◆ **EXERCISE**
In the work-from-home article below, begin at the words "From 2019 to" and stop after "and Massachusetts (23.7%).". Rewrite that passage with "cohort" changed to "group".

◆ **PAGE EXCERPT**
BEGIN

Working from home certainly has its perks – zero commuting, no distracting cubicle chitchat, and the ability to wear comfy sweatpants in lieu of office attire.

It seems like many more U.S. residents are primarily working from home these days, including those who reside in the Valley of the Sun.

New information published in the 2021 American Community Survey (ACS) 1-year estimates by the U.S. Census Bureau shows that the number of WFH-ers in Arizona equaled about 680,000 people last year, 20.7% of the state’s working population of 3.28 million people aged 16 years and up.

This marks an approximately 13% rise in the number of work-from-home employees from three years ago. In 2019, roughly 248,300 people in Arizona did their nine-to-five from the comfort of home, then 7.6% of the 3.27 million workers in the same age group.

Number of Americans working from home triples over three years

From 2019 to 2021, the number of people primarily working from home in the U.S. tripled according to the Census Bureau.

About four years ago, 5.7% of Americans worked from home, equal to about nine million people. In 2021, that cohort shot up to 27.6 million people, about 17.9% of the working population who is 16 years and older. Last year marked the highest number and percentage of people working from home recorded since the ACS began in 2005.

Amongst the states, the highest percentage of home-based workers in 2021 was found in the District of Columbia, where 48.3% of employees worked from their residence. This was followed by Washington (24.2%), Maryland (24.0%), Colorado (23.7%) and Massachusetts (23.7%).

END

Data excerpts
BEGIN

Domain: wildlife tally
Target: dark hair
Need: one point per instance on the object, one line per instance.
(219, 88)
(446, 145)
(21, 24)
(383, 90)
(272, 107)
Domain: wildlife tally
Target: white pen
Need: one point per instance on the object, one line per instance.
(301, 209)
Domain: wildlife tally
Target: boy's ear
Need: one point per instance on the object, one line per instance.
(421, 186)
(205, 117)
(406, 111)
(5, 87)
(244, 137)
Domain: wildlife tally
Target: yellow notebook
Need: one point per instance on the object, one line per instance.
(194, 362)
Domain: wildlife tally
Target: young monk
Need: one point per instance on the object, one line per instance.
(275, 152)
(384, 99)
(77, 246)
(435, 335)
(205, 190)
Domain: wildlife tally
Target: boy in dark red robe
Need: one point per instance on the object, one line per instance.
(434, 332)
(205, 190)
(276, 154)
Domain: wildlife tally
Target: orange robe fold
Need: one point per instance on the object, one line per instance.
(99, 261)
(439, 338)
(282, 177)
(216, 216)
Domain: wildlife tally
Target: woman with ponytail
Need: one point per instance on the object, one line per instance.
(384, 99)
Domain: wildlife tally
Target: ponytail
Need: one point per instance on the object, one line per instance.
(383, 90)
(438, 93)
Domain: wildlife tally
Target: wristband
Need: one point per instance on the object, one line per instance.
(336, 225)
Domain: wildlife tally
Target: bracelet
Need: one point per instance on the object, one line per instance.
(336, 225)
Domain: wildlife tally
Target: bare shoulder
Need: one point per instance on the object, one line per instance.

END
BEGIN

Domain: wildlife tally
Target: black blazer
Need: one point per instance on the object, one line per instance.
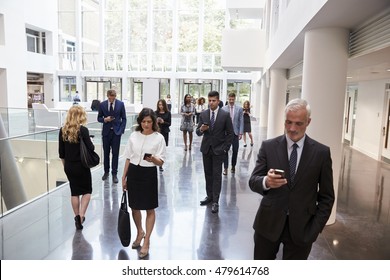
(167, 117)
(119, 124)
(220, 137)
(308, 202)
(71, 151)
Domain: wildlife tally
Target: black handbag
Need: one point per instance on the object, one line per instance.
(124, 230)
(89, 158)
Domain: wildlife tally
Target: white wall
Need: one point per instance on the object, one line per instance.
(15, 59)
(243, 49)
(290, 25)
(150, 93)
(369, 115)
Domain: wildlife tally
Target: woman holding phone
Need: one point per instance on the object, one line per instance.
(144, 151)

END
BEGIN

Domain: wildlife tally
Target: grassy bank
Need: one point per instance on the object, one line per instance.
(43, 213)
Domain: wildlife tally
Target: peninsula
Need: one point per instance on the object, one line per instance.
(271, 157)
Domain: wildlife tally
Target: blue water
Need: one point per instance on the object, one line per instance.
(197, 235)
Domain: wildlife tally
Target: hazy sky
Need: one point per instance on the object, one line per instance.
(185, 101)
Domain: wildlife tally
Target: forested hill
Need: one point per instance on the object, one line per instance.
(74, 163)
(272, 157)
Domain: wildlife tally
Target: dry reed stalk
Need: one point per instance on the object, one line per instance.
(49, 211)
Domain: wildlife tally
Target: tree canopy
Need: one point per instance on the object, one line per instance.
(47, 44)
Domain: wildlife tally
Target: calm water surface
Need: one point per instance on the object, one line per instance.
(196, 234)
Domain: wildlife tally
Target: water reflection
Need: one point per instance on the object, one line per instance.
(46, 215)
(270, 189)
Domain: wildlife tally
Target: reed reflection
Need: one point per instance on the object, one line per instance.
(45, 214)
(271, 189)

END

◆ **YOUR SOLUTION**
From 2019 to 2021, the number of people primarily working from home in the U.S. tripled according to the Census Bureau.

About four years ago, 5.7% of Americans worked from home, equal to about nine million people. In 2021, that group shot up to 27.6 million people, about 17.9% of the working population who is 16 years and older. Last year marked the highest number and percentage of people working from home recorded since the ACS began in 2005.

Amongst the states, the highest percentage of home-based workers in 2021 was found in the District of Columbia, where 48.3% of employees worked from their residence. This was followed by Washington (24.2%), Maryland (24.0%), Colorado (23.7%) and Massachusetts (23.7%).